MATERIAL FOR THE TASK
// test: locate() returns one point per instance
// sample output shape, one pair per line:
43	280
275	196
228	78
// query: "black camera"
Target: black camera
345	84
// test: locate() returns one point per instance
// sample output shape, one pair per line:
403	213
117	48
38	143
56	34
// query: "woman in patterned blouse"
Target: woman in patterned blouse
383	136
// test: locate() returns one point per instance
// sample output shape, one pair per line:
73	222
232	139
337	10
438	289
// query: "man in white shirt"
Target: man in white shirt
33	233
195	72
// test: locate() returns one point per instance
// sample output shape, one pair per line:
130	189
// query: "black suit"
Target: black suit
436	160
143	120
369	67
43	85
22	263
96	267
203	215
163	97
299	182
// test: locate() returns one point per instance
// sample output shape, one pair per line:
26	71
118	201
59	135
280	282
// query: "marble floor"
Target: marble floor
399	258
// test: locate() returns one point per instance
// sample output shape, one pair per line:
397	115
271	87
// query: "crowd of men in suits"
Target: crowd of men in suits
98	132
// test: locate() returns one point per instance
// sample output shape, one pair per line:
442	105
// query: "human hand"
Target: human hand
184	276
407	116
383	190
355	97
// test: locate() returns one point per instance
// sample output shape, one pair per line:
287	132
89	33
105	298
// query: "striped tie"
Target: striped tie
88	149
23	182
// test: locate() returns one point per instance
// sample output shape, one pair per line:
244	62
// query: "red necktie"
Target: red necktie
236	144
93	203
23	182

STATED TASK
Pull out each line above that contains the word "camera", copying every one in full.

EXERCISE RESPONSE
// query: "black camera"
Target: black camera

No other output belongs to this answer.